» **Short exercise**
Copy the material below word for word, starting with the line that contains "of the sponsor" and going on through the line that contains "Query: tree line", both of those lines included.

----

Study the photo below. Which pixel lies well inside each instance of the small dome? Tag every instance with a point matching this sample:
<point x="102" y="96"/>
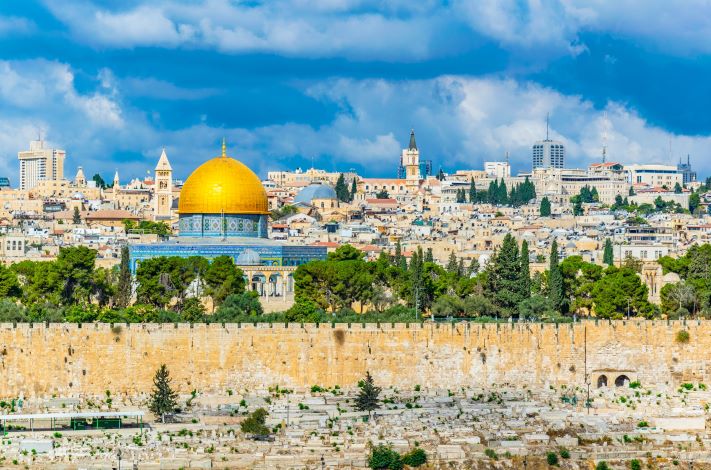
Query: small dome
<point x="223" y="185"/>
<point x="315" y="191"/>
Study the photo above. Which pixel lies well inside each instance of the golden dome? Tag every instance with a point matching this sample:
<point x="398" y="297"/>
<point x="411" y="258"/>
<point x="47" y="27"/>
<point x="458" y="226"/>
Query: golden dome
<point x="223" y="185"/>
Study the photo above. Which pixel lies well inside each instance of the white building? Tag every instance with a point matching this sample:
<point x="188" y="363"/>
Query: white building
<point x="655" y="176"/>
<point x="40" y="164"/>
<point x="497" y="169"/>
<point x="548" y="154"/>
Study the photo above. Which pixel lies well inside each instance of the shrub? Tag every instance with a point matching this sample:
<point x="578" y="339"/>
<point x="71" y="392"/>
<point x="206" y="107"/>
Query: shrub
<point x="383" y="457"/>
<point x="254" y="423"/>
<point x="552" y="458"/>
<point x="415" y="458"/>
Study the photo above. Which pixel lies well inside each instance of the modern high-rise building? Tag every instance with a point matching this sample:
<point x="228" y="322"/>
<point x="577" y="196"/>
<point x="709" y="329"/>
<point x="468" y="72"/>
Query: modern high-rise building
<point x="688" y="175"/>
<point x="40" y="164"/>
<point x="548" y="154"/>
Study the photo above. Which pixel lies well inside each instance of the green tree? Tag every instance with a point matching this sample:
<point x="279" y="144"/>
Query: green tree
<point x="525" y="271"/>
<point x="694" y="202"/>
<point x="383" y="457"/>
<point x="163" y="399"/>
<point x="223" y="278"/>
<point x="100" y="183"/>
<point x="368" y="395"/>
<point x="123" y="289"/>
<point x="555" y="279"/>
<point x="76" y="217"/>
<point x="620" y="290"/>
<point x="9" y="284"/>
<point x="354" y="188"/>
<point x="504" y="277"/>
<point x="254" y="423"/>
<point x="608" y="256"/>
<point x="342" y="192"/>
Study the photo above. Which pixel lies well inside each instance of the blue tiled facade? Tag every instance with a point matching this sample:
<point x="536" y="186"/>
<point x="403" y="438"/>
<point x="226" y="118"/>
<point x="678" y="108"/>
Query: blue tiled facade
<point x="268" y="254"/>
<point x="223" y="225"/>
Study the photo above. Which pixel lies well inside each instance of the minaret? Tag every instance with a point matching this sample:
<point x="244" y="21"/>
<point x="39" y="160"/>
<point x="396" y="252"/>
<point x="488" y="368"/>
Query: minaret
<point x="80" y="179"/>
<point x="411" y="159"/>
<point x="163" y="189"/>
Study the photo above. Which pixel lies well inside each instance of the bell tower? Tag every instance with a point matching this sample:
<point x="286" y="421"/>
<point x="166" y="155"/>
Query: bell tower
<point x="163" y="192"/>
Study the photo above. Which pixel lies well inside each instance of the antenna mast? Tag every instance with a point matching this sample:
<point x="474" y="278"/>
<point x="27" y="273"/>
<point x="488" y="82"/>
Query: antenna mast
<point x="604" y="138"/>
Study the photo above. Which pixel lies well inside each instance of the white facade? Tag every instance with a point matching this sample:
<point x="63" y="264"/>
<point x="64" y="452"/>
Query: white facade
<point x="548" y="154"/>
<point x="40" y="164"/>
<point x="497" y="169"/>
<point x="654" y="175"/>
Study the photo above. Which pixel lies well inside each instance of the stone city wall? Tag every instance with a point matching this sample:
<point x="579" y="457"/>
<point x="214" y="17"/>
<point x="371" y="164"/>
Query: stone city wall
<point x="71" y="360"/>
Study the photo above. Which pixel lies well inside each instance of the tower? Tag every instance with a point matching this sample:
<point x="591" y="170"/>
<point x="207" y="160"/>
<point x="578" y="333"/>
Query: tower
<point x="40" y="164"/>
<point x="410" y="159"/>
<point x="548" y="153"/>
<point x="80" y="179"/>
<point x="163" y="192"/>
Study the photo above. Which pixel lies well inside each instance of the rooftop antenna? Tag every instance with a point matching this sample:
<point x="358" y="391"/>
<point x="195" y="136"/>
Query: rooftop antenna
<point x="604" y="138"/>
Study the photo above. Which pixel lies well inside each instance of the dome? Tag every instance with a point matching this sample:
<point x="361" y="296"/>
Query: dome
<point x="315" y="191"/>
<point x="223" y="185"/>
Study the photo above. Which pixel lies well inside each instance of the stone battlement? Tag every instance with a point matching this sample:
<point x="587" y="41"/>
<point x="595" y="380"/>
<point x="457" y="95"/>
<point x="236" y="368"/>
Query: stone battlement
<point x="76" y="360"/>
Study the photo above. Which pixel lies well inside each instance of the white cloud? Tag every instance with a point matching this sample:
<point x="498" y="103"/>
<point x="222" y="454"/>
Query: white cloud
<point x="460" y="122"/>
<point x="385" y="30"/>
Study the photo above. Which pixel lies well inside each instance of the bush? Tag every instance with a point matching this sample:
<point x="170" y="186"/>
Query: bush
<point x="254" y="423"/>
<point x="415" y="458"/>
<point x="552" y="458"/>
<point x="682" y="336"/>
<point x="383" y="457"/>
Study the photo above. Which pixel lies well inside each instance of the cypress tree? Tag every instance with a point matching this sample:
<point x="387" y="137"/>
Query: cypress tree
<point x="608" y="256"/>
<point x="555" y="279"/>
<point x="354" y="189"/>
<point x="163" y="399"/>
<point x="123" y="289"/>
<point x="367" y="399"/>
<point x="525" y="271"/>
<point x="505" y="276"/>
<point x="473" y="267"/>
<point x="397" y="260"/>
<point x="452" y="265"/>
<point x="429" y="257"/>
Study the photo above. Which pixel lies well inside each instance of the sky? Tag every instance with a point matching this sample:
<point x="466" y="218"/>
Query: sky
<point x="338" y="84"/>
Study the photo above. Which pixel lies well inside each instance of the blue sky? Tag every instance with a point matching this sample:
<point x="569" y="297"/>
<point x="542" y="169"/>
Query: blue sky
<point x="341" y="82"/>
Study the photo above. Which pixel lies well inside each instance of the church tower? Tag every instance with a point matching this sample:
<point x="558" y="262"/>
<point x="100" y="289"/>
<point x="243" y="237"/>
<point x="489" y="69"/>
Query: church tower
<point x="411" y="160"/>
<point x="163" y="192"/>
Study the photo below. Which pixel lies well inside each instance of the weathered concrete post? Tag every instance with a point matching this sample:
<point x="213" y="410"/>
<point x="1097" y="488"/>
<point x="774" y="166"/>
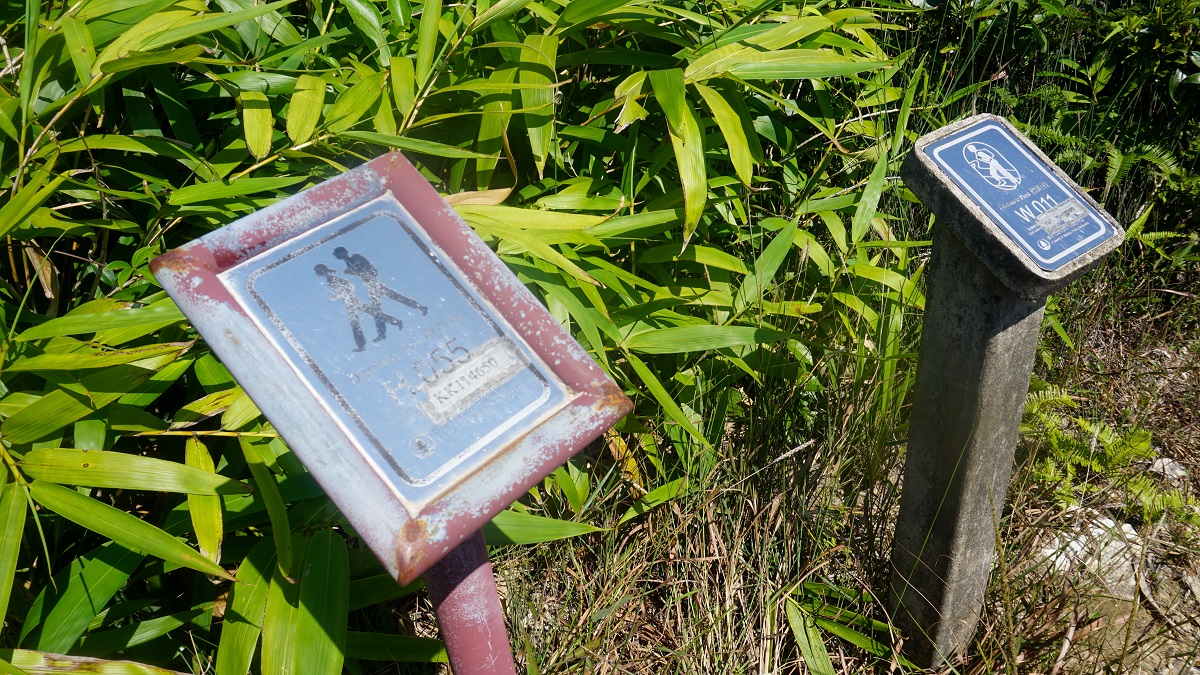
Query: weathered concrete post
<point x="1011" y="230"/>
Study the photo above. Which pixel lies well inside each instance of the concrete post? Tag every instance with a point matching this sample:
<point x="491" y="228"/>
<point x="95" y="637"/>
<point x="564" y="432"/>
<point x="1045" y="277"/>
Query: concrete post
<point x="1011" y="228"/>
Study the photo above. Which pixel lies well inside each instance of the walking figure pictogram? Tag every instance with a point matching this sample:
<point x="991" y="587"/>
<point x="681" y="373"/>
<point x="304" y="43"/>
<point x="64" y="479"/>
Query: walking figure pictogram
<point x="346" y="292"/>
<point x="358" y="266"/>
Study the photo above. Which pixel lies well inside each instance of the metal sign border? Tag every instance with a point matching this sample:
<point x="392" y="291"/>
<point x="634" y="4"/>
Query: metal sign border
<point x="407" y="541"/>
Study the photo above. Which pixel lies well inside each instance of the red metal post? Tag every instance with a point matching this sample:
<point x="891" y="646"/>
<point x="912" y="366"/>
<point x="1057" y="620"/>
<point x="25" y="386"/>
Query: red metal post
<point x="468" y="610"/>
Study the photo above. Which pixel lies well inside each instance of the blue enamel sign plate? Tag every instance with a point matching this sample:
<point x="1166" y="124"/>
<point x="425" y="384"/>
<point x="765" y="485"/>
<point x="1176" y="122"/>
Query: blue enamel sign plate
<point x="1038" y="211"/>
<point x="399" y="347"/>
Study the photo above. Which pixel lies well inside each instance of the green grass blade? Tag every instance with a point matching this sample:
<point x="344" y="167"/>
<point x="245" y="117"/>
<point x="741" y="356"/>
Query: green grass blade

----

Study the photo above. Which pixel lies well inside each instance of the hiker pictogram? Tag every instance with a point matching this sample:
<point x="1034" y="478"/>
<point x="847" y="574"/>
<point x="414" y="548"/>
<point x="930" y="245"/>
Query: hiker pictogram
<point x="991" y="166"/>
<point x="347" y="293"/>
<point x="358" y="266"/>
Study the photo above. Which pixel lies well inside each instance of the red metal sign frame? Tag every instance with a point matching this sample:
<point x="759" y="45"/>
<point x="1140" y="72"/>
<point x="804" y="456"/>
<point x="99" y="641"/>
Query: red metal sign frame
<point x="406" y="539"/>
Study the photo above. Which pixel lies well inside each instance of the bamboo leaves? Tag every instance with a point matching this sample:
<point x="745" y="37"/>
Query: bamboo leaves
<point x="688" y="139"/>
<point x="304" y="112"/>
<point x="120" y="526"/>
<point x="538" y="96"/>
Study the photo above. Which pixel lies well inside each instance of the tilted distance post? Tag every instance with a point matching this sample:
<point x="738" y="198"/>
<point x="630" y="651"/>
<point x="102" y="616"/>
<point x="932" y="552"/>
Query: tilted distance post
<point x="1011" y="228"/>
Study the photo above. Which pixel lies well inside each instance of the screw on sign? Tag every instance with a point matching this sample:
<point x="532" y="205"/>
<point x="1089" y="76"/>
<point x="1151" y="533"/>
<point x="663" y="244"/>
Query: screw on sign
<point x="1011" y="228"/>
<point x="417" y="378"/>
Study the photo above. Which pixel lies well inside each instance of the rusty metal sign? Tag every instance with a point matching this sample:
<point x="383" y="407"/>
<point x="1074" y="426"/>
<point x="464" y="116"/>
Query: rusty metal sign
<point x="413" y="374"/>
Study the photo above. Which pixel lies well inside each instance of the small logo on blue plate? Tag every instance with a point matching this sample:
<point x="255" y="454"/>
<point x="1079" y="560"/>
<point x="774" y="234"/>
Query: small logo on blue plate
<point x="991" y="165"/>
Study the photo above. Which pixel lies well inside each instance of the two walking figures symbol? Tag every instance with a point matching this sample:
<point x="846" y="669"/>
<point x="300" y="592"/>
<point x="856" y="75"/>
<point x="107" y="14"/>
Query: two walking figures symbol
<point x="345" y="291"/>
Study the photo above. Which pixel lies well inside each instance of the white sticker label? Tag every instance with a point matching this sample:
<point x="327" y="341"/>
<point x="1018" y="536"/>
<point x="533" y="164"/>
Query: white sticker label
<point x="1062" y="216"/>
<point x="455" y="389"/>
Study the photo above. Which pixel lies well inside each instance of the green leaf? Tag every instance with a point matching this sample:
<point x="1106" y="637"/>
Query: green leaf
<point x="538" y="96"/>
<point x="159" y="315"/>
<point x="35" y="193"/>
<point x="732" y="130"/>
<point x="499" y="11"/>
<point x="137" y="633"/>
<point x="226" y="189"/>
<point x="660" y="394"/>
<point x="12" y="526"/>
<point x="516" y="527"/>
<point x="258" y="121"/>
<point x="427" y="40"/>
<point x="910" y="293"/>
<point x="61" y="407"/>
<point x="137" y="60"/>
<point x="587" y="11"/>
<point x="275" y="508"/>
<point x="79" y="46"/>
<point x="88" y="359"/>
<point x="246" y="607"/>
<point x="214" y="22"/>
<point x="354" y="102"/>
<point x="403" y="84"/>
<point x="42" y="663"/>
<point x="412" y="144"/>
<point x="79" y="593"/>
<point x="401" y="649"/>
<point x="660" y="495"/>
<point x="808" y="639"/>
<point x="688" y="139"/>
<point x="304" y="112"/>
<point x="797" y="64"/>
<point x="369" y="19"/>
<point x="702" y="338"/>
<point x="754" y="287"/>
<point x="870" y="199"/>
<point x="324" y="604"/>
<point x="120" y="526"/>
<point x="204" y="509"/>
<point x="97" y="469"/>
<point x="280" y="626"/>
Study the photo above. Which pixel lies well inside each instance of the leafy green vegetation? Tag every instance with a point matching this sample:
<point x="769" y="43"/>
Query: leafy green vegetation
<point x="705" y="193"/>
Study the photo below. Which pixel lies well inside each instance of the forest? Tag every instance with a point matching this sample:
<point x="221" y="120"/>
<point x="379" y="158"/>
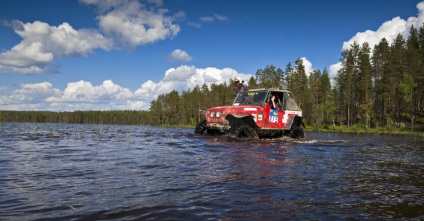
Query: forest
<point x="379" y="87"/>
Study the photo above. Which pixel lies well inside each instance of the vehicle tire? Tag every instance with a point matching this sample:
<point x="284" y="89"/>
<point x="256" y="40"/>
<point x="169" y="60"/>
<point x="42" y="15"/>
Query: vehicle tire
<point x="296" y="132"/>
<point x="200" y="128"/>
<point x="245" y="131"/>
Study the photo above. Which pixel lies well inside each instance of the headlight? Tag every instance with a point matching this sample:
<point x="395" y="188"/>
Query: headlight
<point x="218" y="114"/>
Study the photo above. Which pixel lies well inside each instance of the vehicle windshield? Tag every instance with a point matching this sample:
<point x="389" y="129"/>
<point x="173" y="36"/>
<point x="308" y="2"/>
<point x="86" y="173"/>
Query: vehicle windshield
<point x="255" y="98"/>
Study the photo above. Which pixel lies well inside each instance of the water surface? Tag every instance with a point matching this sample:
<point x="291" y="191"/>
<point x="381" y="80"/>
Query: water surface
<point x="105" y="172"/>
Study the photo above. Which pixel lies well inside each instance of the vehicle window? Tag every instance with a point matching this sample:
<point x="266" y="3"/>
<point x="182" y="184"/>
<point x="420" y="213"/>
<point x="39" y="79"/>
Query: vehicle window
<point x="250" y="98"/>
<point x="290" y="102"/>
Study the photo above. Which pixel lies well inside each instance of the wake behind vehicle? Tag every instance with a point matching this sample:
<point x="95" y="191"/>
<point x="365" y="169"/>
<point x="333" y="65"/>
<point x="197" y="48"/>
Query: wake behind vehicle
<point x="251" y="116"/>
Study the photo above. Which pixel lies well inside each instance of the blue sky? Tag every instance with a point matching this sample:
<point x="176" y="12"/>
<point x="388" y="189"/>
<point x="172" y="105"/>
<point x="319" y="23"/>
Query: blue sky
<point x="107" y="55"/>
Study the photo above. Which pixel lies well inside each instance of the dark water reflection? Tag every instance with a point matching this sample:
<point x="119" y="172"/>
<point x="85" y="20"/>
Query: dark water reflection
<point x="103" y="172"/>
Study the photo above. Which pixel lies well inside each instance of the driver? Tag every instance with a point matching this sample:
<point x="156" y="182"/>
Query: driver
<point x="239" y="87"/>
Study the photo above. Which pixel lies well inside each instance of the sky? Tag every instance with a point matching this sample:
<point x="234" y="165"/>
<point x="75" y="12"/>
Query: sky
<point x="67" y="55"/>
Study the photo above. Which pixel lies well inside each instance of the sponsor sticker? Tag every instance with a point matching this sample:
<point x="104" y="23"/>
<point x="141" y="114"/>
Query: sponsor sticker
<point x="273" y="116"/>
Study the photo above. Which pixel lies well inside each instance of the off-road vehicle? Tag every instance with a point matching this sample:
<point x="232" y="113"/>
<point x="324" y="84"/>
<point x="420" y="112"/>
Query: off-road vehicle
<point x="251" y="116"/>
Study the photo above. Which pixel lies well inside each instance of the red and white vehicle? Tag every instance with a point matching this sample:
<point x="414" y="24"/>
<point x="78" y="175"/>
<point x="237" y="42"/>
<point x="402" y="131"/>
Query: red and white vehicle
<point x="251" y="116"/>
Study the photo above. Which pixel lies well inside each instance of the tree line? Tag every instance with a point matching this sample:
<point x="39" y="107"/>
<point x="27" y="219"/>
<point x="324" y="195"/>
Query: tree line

----

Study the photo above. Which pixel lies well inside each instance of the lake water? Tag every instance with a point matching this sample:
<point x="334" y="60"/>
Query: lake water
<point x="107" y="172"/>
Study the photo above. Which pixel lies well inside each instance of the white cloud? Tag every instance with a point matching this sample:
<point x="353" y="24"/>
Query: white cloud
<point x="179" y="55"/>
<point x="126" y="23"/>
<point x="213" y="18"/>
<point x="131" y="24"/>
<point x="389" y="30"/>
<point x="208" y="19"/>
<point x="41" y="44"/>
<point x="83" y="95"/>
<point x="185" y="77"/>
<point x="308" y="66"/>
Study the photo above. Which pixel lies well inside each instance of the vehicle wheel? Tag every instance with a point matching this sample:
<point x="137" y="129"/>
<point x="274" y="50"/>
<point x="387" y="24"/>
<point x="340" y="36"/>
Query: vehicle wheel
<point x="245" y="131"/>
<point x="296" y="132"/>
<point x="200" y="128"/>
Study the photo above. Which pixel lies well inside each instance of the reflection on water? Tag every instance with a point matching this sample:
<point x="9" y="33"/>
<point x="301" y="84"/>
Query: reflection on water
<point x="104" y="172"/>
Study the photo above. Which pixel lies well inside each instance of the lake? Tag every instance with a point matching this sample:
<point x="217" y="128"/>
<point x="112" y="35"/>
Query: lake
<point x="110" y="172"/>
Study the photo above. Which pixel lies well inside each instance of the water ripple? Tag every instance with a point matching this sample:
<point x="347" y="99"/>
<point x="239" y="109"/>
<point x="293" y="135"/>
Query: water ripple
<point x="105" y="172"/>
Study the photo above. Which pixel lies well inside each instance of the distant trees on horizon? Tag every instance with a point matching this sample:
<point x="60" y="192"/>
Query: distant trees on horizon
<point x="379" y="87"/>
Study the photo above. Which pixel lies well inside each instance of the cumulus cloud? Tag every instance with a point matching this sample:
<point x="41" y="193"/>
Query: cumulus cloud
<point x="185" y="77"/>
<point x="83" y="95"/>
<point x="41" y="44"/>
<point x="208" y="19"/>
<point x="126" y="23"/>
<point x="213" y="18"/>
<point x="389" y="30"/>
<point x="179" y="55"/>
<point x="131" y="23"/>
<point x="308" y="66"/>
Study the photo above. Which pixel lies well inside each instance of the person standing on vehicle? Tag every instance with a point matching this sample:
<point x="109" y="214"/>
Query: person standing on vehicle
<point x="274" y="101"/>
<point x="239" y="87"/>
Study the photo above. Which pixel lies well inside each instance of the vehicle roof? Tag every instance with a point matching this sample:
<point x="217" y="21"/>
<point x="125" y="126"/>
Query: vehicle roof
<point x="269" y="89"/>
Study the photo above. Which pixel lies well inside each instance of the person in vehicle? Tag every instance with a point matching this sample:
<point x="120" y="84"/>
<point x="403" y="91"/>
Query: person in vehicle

----

» **Solution below**
Study the photo above. Which pixel lies well inside each instance of the sponsor sticker? Tag every instance with a point matching this sample:
<point x="104" y="23"/>
<point x="141" y="114"/>
Query: sponsor sticker
<point x="273" y="116"/>
Study the photo above. Which pixel lies well inside each instance of the off-road vehicle? Tag every instance with a point matching this sample:
<point x="232" y="113"/>
<point x="324" y="84"/>
<point x="420" y="112"/>
Query: off-road vehicle
<point x="251" y="116"/>
Study the photo above. Which pixel lies well inside each instance of the red and white vehicle? Tag every instance with a point matching this sample:
<point x="414" y="24"/>
<point x="78" y="175"/>
<point x="237" y="42"/>
<point x="402" y="131"/>
Query: red and white vehicle
<point x="251" y="116"/>
Study the photo above. Which pixel lies well inside each instance of the tree line? Tag every instance with a point matching this sample:
<point x="39" y="107"/>
<point x="27" y="219"/>
<point x="324" y="195"/>
Query: tree line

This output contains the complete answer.